*Set problem*
Retype every entry in its entirety, without alteration.
===== Entries
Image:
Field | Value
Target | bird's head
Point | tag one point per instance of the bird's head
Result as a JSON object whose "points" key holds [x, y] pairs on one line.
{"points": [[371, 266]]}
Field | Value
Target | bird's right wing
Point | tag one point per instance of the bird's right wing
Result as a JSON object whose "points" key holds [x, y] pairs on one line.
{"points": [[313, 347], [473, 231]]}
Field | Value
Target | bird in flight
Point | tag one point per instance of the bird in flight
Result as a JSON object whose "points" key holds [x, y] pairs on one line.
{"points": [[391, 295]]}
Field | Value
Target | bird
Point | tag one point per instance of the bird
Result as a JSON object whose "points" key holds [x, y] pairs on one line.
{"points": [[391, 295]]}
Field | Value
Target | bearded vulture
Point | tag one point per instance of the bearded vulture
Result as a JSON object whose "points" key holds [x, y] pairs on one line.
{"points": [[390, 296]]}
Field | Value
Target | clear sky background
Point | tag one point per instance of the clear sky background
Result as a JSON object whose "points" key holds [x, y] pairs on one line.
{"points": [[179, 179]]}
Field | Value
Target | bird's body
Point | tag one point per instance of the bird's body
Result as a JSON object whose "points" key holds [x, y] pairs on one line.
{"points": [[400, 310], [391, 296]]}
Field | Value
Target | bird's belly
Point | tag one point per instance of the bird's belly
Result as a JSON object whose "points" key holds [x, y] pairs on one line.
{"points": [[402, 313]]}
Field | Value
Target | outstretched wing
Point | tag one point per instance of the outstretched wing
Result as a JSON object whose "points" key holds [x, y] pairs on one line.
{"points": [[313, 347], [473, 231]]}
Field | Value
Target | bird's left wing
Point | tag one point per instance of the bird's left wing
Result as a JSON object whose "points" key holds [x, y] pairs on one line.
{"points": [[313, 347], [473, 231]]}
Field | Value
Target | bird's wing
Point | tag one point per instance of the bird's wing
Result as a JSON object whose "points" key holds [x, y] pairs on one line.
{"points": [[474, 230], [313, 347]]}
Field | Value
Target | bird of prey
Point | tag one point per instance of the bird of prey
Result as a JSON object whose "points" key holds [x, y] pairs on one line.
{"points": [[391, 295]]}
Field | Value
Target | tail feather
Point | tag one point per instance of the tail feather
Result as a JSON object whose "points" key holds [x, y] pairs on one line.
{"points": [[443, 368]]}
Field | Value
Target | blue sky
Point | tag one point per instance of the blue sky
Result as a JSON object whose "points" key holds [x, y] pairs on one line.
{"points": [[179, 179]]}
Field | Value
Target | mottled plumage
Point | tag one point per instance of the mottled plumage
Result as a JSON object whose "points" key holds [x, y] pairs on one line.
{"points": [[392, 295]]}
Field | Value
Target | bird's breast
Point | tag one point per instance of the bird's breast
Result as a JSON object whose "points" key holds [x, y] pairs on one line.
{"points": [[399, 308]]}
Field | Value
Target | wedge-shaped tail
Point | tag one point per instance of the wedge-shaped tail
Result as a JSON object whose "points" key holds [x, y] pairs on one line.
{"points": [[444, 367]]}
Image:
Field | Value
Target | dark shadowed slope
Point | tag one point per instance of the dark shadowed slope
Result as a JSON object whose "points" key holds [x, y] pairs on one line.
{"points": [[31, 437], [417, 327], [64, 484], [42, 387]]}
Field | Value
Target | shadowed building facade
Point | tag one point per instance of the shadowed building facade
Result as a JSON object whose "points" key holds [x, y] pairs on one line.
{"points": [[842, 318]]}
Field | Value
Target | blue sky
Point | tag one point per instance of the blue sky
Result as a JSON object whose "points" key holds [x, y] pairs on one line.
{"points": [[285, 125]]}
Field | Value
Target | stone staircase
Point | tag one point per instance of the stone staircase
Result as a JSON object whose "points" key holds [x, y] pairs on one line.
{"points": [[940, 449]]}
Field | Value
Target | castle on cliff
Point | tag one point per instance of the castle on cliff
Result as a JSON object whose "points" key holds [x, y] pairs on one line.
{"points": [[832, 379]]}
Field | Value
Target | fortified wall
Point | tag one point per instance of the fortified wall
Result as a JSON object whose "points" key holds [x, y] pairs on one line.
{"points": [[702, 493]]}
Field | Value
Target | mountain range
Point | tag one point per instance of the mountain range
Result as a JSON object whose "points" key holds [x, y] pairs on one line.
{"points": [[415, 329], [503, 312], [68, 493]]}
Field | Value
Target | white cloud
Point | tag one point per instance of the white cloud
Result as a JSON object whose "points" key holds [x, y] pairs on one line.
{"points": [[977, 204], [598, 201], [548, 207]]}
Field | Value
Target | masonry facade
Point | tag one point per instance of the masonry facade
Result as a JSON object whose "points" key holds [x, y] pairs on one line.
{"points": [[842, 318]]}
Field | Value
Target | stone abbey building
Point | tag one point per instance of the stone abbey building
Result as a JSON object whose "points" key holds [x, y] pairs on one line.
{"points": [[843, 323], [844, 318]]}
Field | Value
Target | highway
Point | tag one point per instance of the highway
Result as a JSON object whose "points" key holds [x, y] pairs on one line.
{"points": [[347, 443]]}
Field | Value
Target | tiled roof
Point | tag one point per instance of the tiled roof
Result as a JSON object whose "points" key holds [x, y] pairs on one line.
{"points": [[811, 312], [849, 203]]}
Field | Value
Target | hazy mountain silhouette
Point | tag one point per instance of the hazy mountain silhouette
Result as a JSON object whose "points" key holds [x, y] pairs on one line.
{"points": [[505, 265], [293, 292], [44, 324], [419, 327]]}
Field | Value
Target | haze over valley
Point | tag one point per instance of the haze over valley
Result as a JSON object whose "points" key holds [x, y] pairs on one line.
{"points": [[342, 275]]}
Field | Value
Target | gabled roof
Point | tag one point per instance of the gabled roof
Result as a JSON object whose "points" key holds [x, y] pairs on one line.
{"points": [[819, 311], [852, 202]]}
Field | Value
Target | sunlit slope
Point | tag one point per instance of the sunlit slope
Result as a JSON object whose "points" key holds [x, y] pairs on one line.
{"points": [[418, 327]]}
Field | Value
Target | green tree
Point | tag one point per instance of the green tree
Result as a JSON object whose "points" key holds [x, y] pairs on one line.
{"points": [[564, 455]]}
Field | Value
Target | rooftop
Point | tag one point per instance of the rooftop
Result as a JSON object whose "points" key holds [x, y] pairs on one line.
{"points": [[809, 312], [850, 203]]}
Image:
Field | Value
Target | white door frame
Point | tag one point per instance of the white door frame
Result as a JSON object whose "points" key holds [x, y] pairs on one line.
==========
*Final result*
Image:
Field | Value
Target | bird's head
Point | tag one point per instance of the bird's head
Result as a JSON object whose "points" key holds [x, y] pairs on one line.
{"points": [[371, 266]]}
Field | Value
Target | bird's right wing
Point | tag one point per instance of the bird's right wing
Result as a JSON object whose "points" key holds [x, y] pairs on one line.
{"points": [[313, 347], [473, 231]]}
Field | Value
Target | bird in flight
Point | tag one point per instance of the bird in flight
Result as a JSON object whose "points" key holds [x, y] pairs on one line.
{"points": [[391, 295]]}
Field | Value
Target | bird
Point | tag one point per instance of the bird
Result as a JSON object whose "points" key holds [x, y] pairs on one line.
{"points": [[391, 295]]}
Field | Value
Target | bearded vulture
Point | tag one point per instance of the bearded vulture
Result as a JSON object whose "points" key holds [x, y] pairs on one line.
{"points": [[390, 296]]}
Field | Value
Target | clear sky background
Point | tag one point per instance of the clear sky background
Result as a JSON object whose "points" key holds [x, y] pairs on one line.
{"points": [[179, 179]]}
Field | Value
Target | bird's body
Point | tag one point per instance of the bird's body
Result as a JSON object whose "points" key holds [x, y] pairs on one line.
{"points": [[400, 310], [391, 296]]}
Field | Value
Target | bird's belly
Point | tag one point per instance of the bird's belly
Result as a JSON object whose "points" key holds [x, y] pairs on one line.
{"points": [[402, 313]]}
Field | Value
Target | outstretched wing
Point | tag one point per instance of the outstretched wing
Result as a JSON object whose "points" key holds [x, y] pairs on one line.
{"points": [[313, 347], [473, 231]]}
Field | Value
Target | bird's left wing
Point | tag one point per instance of the bird's left wing
Result as a JSON object whose "points" key holds [x, y] pairs on one line.
{"points": [[313, 347], [473, 231]]}
Field | Value
Target | bird's wing
Point | tag one point per instance of the bird's wing
Result as a JSON object whose "points" key holds [x, y] pairs on one line.
{"points": [[474, 230], [313, 347]]}
Field | Value
Target | bird of prey
Point | tag one point per instance of the bird of prey
Result as a JSON object whose "points" key holds [x, y] pairs on one line.
{"points": [[391, 295]]}
Field | Value
Target | tail feather
Point | tag one point per instance of the tail feather
Result as a JSON object whose "points" key holds [x, y] pairs on one line.
{"points": [[443, 368]]}
Field | Value
Target | blue sky
Point | tag one point per instance of the blue sky
Result as a JSON object whose "points" key holds [x, y] pairs on one line.
{"points": [[179, 179]]}
Field | Value
Target | mottled plumage
Point | tag one point per instance of the mottled plumage
Result as a JSON object whose "points" key holds [x, y] pairs on one line.
{"points": [[392, 295]]}
Field | Value
Target | bird's breast
Point | tag one point per instance of the bird's breast
Result as a JSON object whose "points" key holds [x, y] pairs on one line.
{"points": [[399, 308]]}
Field | Value
Target | wedge-shaped tail
Point | tag one point per instance of the wedge-shaped tail
Result as a JSON object whose "points" key holds [x, y] pairs on one line.
{"points": [[444, 367]]}
Image:
Field | Value
Target | dark shadowed slope
Point | tag one point per instance of the dark shadowed slope
Result as a JSON object whose "points" key holds [x, y] pairs on one line.
{"points": [[31, 437], [417, 327], [64, 484], [42, 387]]}
Field | Value
Target | shadowed building facade
Point | tag one point per instance of the shadowed building facade
Result as a JSON object whose "points" key holds [x, y] pairs on one line.
{"points": [[842, 318]]}
Field | Value
Target | blue sky
Point | tag one point per instance of the blue sky
Result as a JSON object whose "points" key holds [x, y] pairs on one line.
{"points": [[285, 125]]}
Field | Value
Target | stone staircase
Point | tag one point per instance of the stone staircase
Result as a JSON object whose "points" key holds [x, y] pairs on one line.
{"points": [[940, 449]]}
Field | Value
Target | castle on cliff
Point | tag one point per instance of the castle on cliff
Result as a JSON object whose "points" key holds [x, y] pairs on one line.
{"points": [[832, 379]]}
Field | Value
Target | fortified wall
Point | tag one point per instance of the fortified wall
Result as a JSON object whose "points" key holds [x, y] pairs on one line.
{"points": [[702, 493]]}
Field | Value
Target | mountain range
Point | tag one point per instance of the mountain range
Result as a JSON object whose "points" key holds [x, y] pairs on one line.
{"points": [[415, 329], [503, 312], [68, 493]]}
Field | Value
Target | white cloud
Point | tag one point per instance of the white cloud
Result as a JSON object whose "points" key holds [x, y] pairs on one line.
{"points": [[977, 204], [598, 201], [548, 207]]}
Field | Value
Target | masonry facade
Point | tag one point per instance of the masonry facade
Result as a JSON object whose "points" key holds [x, y] pairs on one line.
{"points": [[842, 318]]}
Field | Value
Target | stone abbey building
Point | tag one point per instance of the stone abbey building
Result as a JSON object whose "points" key holds [x, y] pairs on one line.
{"points": [[843, 323], [844, 318]]}
Field | Value
Target | highway
Point | tag one point per instance of the highway
Result as a JSON object whose "points" key holds [x, y] pairs on one line.
{"points": [[347, 443]]}
Field | Value
Target | tiled roof
Point | tag one point per instance of the tiled roof
Result as a JSON object whose "points" key holds [x, y] pairs on one line.
{"points": [[811, 312], [849, 203]]}
Field | Value
Target | hazy mountain silhouette
Point | tag one point per instance of the hazy mountain silhouette
Result as a JSON object whose "points" key holds [x, y] pairs on one line.
{"points": [[505, 265], [293, 292], [44, 324], [419, 327]]}
Field | Value
Target | haze over valley
Point | tag one point per instance of the haze over valley
Result as a JSON object whose "points" key holds [x, y] pairs on one line.
{"points": [[342, 275]]}
Field | Value
Target | gabled roof
Point | tag one point per instance of the gabled roof
Result as a JSON object whose "points" key holds [x, y] pairs on one line.
{"points": [[819, 311], [852, 202]]}
Field | Value
Target | sunlit slope
Point | tag one point per instance of the sunlit slope
Result as a JSON object whose "points" key holds [x, y] pairs on one line.
{"points": [[418, 327]]}
Field | Value
Target | green tree
Point | tag one point per instance of the green tree
Result as a JSON object whose "points" key holds [x, y] pairs on one line.
{"points": [[564, 455]]}
Field | Value
Target | rooftop
Point | tag one point per instance of the rooftop
Result as a JSON object whose "points" key holds [x, y] pairs on one line.
{"points": [[809, 312], [850, 203]]}
Image:
Field | Value
Target | white door frame
Point | tag one point per instance of the white door frame
Result as a JSON object whose "points" key holds [x, y] pairs on one line.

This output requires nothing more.